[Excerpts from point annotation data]
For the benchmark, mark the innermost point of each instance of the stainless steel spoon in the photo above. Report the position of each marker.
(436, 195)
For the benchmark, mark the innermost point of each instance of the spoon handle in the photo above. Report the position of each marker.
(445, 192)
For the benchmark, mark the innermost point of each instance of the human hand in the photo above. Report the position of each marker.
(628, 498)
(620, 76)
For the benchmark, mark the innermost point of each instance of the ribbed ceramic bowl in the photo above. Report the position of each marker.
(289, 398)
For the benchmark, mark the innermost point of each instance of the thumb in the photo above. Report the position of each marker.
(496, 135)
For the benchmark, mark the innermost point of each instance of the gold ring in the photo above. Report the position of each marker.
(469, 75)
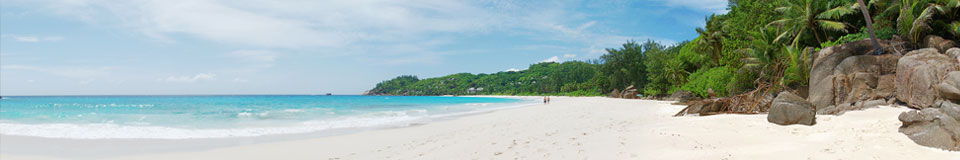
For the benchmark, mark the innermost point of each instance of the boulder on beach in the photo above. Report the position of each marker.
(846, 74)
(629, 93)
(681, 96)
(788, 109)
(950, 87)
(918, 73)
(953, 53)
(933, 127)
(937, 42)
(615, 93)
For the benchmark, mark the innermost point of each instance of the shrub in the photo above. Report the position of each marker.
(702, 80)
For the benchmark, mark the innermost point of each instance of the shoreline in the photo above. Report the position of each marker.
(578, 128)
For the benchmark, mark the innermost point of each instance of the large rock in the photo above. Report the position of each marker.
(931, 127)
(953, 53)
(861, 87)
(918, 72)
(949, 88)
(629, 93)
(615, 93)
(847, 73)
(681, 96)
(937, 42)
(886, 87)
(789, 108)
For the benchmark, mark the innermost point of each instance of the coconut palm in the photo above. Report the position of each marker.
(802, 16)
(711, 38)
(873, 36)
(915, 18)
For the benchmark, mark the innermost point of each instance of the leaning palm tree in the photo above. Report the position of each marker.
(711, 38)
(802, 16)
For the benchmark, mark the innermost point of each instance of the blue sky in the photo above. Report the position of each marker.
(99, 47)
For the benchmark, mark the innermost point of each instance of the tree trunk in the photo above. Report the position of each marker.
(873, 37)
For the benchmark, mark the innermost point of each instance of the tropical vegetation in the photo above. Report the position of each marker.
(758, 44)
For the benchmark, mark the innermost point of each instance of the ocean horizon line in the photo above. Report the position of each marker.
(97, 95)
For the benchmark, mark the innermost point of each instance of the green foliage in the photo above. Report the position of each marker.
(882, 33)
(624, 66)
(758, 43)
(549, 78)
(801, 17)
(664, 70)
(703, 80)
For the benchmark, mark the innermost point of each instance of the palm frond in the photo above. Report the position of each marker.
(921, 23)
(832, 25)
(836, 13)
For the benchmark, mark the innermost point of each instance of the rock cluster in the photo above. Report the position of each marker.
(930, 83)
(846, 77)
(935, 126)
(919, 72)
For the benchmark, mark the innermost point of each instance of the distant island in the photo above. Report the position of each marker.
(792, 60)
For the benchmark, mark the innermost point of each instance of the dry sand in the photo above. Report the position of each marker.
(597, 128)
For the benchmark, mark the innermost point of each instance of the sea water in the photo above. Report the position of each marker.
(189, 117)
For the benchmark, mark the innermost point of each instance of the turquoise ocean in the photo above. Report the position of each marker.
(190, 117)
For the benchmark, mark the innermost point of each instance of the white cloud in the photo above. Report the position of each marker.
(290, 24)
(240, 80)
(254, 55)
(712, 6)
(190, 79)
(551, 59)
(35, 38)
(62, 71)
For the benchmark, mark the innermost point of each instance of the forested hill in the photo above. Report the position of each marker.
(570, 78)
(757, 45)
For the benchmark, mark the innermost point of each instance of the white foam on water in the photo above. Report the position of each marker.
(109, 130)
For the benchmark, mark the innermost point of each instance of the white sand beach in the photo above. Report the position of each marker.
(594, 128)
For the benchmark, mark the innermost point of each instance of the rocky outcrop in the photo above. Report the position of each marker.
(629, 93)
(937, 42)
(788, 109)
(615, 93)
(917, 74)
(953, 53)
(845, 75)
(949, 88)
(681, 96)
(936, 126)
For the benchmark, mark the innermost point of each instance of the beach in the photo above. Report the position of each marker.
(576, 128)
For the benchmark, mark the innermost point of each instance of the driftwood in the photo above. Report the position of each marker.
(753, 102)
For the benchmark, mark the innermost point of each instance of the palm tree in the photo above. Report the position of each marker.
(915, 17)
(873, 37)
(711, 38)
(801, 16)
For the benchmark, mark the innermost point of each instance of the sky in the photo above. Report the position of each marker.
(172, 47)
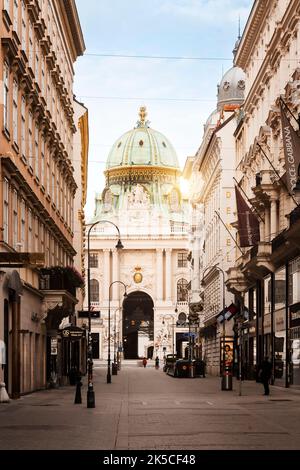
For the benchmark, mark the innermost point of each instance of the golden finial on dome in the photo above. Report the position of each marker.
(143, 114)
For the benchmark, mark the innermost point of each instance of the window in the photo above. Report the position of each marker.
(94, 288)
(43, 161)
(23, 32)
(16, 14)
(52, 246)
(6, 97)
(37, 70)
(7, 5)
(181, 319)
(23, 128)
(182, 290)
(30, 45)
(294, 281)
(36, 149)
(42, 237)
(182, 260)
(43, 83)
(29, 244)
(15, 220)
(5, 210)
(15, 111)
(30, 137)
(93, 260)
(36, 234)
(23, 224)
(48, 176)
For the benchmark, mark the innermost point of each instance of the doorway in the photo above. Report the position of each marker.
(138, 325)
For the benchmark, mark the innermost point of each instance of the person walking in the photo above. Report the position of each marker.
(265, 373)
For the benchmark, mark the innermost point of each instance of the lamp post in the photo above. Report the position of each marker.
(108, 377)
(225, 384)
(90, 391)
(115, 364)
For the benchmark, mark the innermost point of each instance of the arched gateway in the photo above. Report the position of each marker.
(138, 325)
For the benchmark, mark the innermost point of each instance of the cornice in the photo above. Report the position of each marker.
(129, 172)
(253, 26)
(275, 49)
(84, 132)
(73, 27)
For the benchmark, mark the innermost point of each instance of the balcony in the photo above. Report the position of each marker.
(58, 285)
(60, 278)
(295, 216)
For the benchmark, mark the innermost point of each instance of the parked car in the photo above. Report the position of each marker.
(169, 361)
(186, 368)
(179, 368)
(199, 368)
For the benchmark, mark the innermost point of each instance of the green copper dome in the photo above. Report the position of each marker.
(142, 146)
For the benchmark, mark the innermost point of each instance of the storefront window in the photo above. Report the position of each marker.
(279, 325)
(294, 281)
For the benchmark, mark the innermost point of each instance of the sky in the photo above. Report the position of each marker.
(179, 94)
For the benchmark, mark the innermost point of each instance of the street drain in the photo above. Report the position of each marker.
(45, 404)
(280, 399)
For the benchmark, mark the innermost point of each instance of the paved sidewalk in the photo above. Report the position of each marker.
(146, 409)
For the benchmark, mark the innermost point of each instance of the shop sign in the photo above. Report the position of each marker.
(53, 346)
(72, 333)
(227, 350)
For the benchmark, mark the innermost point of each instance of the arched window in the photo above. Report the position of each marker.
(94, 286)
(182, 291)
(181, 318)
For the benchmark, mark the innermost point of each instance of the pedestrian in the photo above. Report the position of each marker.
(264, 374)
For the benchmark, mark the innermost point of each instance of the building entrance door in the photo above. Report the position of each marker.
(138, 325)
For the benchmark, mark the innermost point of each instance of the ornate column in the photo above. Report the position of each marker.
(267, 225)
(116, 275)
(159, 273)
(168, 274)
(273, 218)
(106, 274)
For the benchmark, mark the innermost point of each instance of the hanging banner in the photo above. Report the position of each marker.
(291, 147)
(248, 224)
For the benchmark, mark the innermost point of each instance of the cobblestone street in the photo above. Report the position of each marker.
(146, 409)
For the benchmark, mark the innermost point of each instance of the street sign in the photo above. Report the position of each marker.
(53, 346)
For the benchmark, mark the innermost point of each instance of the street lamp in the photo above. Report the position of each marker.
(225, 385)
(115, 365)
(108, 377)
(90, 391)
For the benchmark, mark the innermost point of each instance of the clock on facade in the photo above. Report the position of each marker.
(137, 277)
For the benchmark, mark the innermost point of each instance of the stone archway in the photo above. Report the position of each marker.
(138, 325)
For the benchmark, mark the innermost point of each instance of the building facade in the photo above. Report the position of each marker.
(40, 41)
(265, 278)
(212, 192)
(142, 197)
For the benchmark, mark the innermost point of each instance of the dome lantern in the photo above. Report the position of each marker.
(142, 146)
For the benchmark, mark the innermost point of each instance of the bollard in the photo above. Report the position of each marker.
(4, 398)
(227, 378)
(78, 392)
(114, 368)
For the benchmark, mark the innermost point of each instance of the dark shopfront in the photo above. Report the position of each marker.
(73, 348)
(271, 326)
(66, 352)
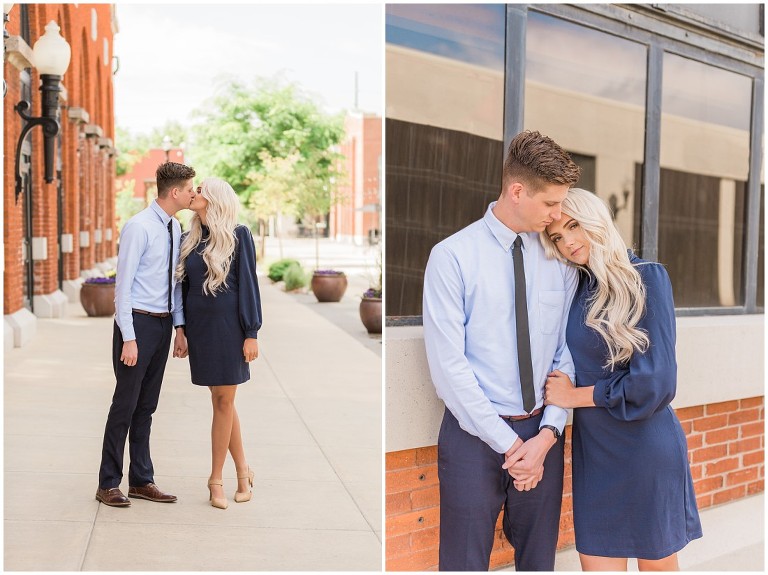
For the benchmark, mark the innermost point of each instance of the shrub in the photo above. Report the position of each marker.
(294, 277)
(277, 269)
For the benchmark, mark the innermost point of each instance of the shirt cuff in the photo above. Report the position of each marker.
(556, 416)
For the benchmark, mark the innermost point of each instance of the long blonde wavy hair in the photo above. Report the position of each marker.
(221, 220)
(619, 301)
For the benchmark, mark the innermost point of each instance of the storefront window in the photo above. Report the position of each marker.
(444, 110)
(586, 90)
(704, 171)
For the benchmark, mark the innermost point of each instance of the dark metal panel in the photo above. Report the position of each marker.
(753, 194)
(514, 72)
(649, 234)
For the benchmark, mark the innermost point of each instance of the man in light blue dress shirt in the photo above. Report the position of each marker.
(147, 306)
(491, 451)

...

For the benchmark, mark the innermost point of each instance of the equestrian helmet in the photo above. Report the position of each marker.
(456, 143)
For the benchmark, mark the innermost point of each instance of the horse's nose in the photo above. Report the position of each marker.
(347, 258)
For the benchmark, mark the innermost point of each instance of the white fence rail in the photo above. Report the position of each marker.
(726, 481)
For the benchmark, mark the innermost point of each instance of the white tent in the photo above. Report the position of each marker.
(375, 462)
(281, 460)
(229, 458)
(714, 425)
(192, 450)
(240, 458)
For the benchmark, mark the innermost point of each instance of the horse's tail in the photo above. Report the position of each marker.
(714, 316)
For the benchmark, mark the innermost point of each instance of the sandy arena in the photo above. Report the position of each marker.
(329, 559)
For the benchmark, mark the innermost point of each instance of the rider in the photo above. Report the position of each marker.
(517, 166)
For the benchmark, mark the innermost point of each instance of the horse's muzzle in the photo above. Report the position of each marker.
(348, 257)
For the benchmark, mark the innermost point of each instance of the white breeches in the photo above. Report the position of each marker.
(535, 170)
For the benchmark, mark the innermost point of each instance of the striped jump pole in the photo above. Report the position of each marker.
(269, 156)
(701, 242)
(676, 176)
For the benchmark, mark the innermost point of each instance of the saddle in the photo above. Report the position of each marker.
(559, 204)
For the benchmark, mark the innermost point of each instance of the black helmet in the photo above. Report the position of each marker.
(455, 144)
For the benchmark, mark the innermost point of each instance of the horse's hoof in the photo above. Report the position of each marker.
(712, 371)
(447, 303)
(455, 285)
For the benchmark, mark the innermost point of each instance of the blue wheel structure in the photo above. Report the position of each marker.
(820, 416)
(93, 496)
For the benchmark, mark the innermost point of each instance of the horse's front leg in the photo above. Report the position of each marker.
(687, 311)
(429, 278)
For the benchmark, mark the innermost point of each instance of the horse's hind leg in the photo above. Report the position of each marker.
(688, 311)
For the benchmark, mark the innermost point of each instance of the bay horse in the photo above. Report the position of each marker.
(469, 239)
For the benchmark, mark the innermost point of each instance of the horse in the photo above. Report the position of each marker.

Stated goal: Return every line of the data above that contains the word "spoon".

Output of the task:
For the benchmark, mark the innermost point of each instance of the stainless steel spoon in the photo above. Report the position of each marker.
For the benchmark, mark the innermost point of each instance of the spoon handle in the photo above. Report the position of each marker.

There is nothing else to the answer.